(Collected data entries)
§ §
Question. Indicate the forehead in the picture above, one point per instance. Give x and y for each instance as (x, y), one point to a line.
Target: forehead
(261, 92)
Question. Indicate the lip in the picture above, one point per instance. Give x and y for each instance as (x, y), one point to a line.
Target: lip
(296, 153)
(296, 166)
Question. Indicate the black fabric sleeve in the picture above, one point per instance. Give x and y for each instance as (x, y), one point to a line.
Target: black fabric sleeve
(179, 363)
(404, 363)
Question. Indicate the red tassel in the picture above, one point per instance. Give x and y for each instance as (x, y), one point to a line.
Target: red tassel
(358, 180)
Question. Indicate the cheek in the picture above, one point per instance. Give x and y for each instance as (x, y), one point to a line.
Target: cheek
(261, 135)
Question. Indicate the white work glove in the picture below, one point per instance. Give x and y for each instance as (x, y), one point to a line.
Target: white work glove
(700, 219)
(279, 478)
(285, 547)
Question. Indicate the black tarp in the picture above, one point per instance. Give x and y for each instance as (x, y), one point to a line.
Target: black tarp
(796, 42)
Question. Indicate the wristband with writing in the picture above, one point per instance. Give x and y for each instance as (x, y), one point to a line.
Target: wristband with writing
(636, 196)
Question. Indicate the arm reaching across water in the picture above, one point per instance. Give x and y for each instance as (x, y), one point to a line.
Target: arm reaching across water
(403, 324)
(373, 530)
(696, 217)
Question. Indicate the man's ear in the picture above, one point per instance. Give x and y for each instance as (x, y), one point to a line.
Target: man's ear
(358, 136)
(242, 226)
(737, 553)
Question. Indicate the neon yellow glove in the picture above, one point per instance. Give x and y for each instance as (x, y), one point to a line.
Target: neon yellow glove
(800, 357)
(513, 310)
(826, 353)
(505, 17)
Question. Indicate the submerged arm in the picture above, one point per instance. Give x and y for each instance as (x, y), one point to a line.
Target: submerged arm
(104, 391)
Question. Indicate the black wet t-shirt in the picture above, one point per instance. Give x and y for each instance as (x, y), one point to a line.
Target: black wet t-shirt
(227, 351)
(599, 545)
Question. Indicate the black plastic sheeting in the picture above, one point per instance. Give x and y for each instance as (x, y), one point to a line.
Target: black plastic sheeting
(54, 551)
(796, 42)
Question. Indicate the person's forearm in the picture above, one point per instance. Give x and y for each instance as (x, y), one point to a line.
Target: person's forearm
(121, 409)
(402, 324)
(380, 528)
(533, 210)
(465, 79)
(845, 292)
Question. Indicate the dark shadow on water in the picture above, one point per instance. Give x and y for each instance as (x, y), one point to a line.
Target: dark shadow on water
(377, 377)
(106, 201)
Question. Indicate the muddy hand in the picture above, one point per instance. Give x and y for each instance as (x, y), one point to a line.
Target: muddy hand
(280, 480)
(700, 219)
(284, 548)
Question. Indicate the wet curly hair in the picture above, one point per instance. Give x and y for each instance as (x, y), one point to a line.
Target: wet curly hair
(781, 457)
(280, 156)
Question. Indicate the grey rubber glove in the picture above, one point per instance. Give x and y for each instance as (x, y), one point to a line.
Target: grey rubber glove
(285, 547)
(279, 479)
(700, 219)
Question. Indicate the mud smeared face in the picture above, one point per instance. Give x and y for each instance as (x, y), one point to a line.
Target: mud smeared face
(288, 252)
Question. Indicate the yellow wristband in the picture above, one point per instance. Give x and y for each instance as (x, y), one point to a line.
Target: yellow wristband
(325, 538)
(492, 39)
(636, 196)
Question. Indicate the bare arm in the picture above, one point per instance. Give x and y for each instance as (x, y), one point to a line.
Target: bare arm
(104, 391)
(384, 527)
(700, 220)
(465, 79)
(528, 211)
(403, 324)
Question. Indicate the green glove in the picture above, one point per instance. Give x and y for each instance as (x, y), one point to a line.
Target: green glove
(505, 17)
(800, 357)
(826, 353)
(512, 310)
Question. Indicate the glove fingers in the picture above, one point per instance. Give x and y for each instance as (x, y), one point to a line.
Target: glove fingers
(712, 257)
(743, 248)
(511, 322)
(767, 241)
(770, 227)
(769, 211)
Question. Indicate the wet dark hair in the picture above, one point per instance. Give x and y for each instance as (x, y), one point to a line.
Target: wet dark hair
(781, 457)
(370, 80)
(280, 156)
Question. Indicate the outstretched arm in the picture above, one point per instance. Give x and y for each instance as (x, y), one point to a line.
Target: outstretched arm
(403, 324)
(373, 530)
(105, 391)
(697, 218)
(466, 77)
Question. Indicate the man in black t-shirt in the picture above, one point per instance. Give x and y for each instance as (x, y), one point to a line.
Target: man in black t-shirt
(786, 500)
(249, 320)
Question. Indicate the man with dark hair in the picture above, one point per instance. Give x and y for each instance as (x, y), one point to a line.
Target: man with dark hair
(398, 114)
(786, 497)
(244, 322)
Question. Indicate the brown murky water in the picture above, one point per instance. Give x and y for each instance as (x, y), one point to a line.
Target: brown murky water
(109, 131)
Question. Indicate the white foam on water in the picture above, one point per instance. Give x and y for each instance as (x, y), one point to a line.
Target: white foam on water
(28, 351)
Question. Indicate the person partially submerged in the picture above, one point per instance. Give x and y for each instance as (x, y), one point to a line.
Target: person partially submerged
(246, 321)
§ §
**Exercise goal**
Print every record above exactly as written.

**Written solution**
Question. Indicate the forehead in the picture above, one point per instance. Give x and y for each instance as (x, y), one point to a line.
Target: forehead
(261, 92)
Question. Indicate the lip in the picture above, one point per instance. Give x and y for each instance as (x, y), one point to a line.
Target: lip
(296, 153)
(296, 166)
Question. Indicate the black fabric sleeve in the picture above, one point per instance. Give x and y for each instance as (x, y), one point to a line.
Target: black fabric sleeve
(179, 363)
(404, 363)
Question. Indicate the red tassel in the picture above, one point per instance. Give x and y for each instance as (x, y), one point to a line.
Target: red tassel
(358, 180)
Question. Indicate the cheek in the picture above, one point per instance. Give x and y for each instance as (x, y), one point to a line.
Target: cheek
(261, 135)
Question. Indicate the white work glove in the picture below, one point per instance. Give x and y for each instance as (x, y), one point to a line.
Target: white work glove
(700, 219)
(279, 478)
(285, 547)
Question. Indicate the black tarp in the picture above, one point per instance. Give x and y for each instance as (x, y), one point to a line.
Target: black tarp
(796, 42)
Question. Indicate the wristband with writing in the picture above, one point per instance. Give x and y for each instance as (x, y), one point to a line.
Target: wristband with writing
(636, 196)
Question. Indicate the arm reaching across water in the picture above, one point per instance. Give x and y for each instance as (x, y), one point to a line.
Target: arm reaching across water
(403, 324)
(373, 530)
(696, 217)
Question. Indicate the man's ear in the picture above, one point per instance. Give x and y for each instance as (x, y), one point to a line.
Target: man's ear
(358, 136)
(242, 226)
(737, 553)
Question. Indicate the neon yellow glove in the picture above, one point per instance. Give x and y for each instance as (x, y), one point to a line.
Target: neon yellow glove
(800, 357)
(513, 310)
(826, 353)
(505, 17)
Question. Indicate the submerged arm in the picture above, one point per instance. Give x and y for each instance as (x, y), one point to a line.
Target: submerged arm
(104, 391)
Question. Indicate the black wet t-shirt in the picture above, one point per instance. Give x and y for each instance as (x, y), one point to a line.
Target: black wet t-shirt
(227, 351)
(599, 545)
Question. Indicate the black plastic sheeting in the picture above, one point per instance. Give x and y for each instance as (x, y), one point to a line.
Target: black plastic sheeting
(54, 551)
(796, 42)
Question. Indicate the person's forearm in the picture above, one point per instance. Give x and y for each instance as (x, y), one point to a line.
Target: person's forearm
(121, 409)
(402, 324)
(380, 528)
(533, 210)
(465, 79)
(845, 292)
Question. Indicate the dark shadow on water in the picture above, one point per instance. Give x and y for each instance as (x, y), one point to a line.
Target: dark shadow on water
(377, 377)
(106, 201)
Question. Indicate the muddy hand in the picture above, one point per instance. Give x and y for each instance as (x, y), one point to a line.
Target: muddy hand
(280, 480)
(700, 219)
(284, 548)
Question. Indicate the wet curly hair in the picture above, one point per instance. Give x and y for each instance as (x, y), one point to a line.
Target: wet curly hair
(781, 457)
(280, 156)
Question. Indicate the grey rubber glove in the picture above, one point per instance. Give x and y for each instance as (x, y), one point to a line.
Target: grey rubber glove
(285, 547)
(279, 479)
(700, 219)
Question. Indicate the mud smeared face in the picture above, one point per instance. Give x and y for each instance as (x, y), one point to a line.
Target: mud smeared face
(288, 252)
Question. Indicate the yellow wristband in the picture above, one point per instance. Give x and y for each instance as (x, y), one point to a line.
Target: yellow wristband
(325, 538)
(492, 39)
(636, 196)
Question. Indicate the bare arm in the picture above, one point per instance. Give x and y for each instance as (x, y), one point to a line.
Target: bare arm
(104, 391)
(384, 527)
(700, 220)
(465, 79)
(528, 211)
(403, 324)
Question. Indicate the green glove in the picture above, one point per instance. Give x and y for each instance as (x, y), one point to a line.
Target: green glove
(505, 17)
(800, 357)
(826, 353)
(512, 310)
Question. Indicate the glove fingers in the picture above, one point per instance. Give x and y for each instance as (x, y), one point to a line.
Target: glove fingers
(712, 257)
(743, 248)
(511, 322)
(767, 241)
(770, 227)
(769, 211)
Question. Indicate the wet dark hair in the picture above, one point per instance. Give x and y for each instance as (x, y), one point to a line.
Target: wet dark hair
(781, 457)
(370, 80)
(280, 156)
Question. Indicate the outstretched arm in the picture above, one point per instance. Give x and y for each instance as (x, y), one point to a line.
Target: outstretched arm
(403, 324)
(373, 530)
(105, 391)
(697, 218)
(466, 77)
Question. Indicate the man in black t-shirt in the picture above, one point per instance. Give x and y for each instance as (x, y), one point to a line.
Target: man in black t-shirt
(786, 500)
(249, 320)
Question. Indicate the man with dark hair in the picture above, one point per instance. Give x and y for each instance as (x, y), one point to a line.
Target: man with dark hair
(398, 114)
(786, 497)
(244, 322)
Question. Indicate the brown murky water in the picture above, one point per instance. Give x and y for each instance as (x, y), one point to a line.
Target: brown murky water
(109, 131)
Question. Indicate the white foam on water in the picture above, one point per instance. Give x and y for each instance as (x, y), one point to a line.
Target: white foam on water
(28, 351)
Question. Indicate the person partially submerged in the picture above, one point per instance. Give x and y for each instance as (x, y), one point to a line.
Target: person partially submerged
(246, 321)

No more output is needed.